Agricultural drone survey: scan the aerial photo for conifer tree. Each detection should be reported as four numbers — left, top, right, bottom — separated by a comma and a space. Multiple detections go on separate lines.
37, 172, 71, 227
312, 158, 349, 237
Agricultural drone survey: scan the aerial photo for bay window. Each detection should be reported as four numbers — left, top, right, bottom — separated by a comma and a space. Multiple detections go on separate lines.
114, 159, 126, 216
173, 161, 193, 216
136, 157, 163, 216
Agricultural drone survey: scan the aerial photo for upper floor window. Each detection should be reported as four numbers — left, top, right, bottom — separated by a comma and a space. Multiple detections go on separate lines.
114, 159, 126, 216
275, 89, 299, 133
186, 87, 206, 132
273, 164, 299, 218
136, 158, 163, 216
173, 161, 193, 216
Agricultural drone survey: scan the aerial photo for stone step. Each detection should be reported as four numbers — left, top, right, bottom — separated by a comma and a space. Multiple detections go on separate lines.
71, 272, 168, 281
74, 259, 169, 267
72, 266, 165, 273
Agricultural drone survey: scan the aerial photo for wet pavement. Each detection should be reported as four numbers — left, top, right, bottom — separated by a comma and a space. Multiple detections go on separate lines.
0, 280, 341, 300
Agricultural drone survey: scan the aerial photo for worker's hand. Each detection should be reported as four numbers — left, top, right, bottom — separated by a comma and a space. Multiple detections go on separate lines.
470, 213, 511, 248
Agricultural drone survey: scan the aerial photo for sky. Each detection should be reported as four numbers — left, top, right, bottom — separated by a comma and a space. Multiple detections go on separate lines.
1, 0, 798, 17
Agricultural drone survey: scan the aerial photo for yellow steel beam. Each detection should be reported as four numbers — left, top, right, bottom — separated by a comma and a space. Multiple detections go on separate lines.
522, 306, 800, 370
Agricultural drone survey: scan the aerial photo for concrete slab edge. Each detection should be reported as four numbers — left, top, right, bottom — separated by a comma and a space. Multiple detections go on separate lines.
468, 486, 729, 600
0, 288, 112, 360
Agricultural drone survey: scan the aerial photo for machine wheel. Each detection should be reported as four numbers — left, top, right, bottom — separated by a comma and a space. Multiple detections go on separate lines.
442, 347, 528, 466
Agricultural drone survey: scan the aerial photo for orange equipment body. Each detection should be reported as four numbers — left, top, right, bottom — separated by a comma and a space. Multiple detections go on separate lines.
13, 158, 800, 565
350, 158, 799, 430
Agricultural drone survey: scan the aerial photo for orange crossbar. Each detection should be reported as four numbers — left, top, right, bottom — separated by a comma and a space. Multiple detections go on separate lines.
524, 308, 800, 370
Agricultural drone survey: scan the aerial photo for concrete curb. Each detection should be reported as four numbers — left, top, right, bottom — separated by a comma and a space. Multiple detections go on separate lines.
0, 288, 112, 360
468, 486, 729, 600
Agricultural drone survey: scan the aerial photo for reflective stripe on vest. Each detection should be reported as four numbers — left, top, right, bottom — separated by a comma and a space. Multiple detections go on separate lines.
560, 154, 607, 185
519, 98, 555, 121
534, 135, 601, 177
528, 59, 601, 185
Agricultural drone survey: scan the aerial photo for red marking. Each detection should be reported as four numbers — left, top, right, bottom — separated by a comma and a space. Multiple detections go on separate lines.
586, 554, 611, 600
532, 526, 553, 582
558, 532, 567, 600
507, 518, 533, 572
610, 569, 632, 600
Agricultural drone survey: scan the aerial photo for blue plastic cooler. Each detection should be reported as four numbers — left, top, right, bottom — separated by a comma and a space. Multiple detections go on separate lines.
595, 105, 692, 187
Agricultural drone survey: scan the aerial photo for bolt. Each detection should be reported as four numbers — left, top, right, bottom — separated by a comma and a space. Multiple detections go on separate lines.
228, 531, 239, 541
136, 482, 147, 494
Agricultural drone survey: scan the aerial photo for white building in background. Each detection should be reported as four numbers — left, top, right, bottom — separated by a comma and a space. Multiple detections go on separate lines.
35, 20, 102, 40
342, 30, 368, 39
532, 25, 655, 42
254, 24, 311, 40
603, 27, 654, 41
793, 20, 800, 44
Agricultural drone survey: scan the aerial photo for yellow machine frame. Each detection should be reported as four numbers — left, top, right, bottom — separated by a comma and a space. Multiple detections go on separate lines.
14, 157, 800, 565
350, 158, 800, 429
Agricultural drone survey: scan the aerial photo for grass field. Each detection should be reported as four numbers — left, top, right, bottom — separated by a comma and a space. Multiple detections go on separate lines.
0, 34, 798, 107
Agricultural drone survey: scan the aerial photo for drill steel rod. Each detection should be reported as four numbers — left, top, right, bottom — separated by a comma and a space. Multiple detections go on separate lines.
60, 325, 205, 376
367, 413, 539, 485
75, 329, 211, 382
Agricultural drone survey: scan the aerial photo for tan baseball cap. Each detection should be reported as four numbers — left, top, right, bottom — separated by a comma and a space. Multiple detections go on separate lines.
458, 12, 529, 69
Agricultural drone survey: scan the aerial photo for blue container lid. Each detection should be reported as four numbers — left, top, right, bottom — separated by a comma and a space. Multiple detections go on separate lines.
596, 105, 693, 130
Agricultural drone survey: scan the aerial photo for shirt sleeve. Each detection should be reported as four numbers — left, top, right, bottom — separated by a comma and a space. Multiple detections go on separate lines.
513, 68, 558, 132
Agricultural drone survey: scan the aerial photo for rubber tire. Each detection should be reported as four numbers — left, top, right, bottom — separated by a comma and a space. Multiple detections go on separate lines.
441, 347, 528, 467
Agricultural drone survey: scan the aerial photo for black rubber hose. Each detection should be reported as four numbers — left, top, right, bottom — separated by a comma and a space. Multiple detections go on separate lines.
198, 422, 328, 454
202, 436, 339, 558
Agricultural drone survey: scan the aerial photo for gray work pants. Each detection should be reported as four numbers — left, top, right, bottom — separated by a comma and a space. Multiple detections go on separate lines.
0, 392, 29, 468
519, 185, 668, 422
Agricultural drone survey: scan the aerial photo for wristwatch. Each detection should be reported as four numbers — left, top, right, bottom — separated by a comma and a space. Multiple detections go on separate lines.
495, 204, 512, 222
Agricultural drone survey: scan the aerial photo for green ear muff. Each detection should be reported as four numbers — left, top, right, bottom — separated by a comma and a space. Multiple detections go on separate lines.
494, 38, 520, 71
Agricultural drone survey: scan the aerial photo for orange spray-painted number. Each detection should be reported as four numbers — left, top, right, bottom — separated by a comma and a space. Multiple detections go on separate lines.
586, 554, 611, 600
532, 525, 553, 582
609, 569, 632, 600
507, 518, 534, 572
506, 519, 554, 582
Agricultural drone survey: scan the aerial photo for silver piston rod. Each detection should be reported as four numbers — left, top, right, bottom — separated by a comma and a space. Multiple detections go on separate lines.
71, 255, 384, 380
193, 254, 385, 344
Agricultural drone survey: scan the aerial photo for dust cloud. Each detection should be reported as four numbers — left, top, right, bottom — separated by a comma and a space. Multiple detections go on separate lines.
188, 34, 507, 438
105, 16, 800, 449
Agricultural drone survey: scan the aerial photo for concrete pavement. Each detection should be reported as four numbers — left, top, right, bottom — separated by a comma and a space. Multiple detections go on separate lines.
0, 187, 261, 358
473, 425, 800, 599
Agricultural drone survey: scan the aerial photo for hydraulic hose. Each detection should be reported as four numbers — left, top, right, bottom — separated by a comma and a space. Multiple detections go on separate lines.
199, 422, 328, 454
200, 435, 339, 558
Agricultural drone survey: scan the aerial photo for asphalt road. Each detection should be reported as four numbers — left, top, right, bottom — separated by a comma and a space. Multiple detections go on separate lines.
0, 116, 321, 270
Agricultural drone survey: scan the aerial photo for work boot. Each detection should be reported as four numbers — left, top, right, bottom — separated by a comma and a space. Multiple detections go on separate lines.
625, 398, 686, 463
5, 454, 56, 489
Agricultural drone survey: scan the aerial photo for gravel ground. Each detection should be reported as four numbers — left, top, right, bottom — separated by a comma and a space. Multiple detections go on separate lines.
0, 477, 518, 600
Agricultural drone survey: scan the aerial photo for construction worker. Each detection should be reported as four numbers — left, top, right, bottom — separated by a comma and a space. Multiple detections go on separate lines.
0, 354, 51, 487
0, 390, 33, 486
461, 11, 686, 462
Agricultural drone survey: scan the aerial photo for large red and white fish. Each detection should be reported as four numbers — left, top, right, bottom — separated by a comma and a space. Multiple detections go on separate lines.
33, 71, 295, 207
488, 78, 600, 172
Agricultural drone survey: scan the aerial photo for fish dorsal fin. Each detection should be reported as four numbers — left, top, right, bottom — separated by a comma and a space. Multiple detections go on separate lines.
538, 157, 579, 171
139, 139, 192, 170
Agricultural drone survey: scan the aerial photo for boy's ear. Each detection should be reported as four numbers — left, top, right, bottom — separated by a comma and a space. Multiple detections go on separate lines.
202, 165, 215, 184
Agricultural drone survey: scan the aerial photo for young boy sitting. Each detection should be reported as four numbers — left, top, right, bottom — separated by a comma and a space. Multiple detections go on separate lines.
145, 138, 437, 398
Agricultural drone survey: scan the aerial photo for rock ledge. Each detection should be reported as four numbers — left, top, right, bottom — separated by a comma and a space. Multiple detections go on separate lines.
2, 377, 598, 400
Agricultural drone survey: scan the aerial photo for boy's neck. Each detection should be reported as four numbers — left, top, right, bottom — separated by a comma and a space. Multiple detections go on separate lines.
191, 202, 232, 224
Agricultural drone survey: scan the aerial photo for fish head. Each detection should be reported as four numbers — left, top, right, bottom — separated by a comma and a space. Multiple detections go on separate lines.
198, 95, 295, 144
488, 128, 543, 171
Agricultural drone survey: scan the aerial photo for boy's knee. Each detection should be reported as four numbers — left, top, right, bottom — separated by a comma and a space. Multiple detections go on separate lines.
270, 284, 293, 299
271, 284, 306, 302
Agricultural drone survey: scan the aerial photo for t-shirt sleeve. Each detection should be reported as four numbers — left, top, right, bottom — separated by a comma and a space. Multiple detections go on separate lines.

++++

Task description —
Could you reproduce, exactly as written, the lines running from the one with "Agricultural drone survey: scan the aerial photo for large" to the end of the entries above?

Output —
Agricultural drone survey: scan the aerial photo for large red and white fish. Each detection should be reported as four numbers — left, top, right, bottom — separated by a comma and a space. Multiple detections go on separate lines.
33, 71, 295, 207
488, 78, 600, 172
Agricultural drone survey: scan the aerial photo for fish dorsal fin. Each detection should be reported as four numbers — left, top, right, bottom — separated by a comma and a space. Multiple detections go on separate lines.
538, 157, 579, 171
139, 139, 192, 170
Agricultural drone survey: scan the aerial photo for boy's ear. Each detection should be reported as four numbers — left, top, right, bottom — separated by a comma and a space. Multiple detections go on separate lines.
202, 165, 215, 184
Agricultural drone survey: scan the aerial photo for young boy sitting. Each detection should be reported as four numbers — left, top, right, bottom — separated by a comma and a space. Multiple detections go on separate lines.
145, 138, 437, 398
Agricultural drone survey: scan the aerial photo for rock ledge. Each detection should be reported as four numbers — left, top, right, bottom — separated by a comma and a space. Multiple detections go on separate lines.
2, 377, 598, 400
Agricultural drone survey: scan the aerial photo for boy's neck. Each detection should be reported as four numbers — left, top, right, bottom — separated by a comma and a space. Multiple detections go on separate lines.
191, 202, 232, 224
Agricultural drone survey: scan the aerial photo for fish head. Each detection should be reported as four numbers — left, top, right, bottom — separated by a comma and a space. Multiple detections go on separate lines.
198, 95, 295, 144
488, 128, 543, 171
Agricultural drone survey: scan the aerial photo for boy's knee. Each detection should be reported as four numbers — left, top, right, bottom — separated by a comma and a space. Multiple detections go on separate lines.
270, 284, 293, 299
271, 284, 306, 302
Agricultural drone survey: scan the aerial photo for t-shirt sleeve. Each detection should be reported as four numbers — left, top, right, bottom — separated by a comma and a space. Multiple detections go on separate lines.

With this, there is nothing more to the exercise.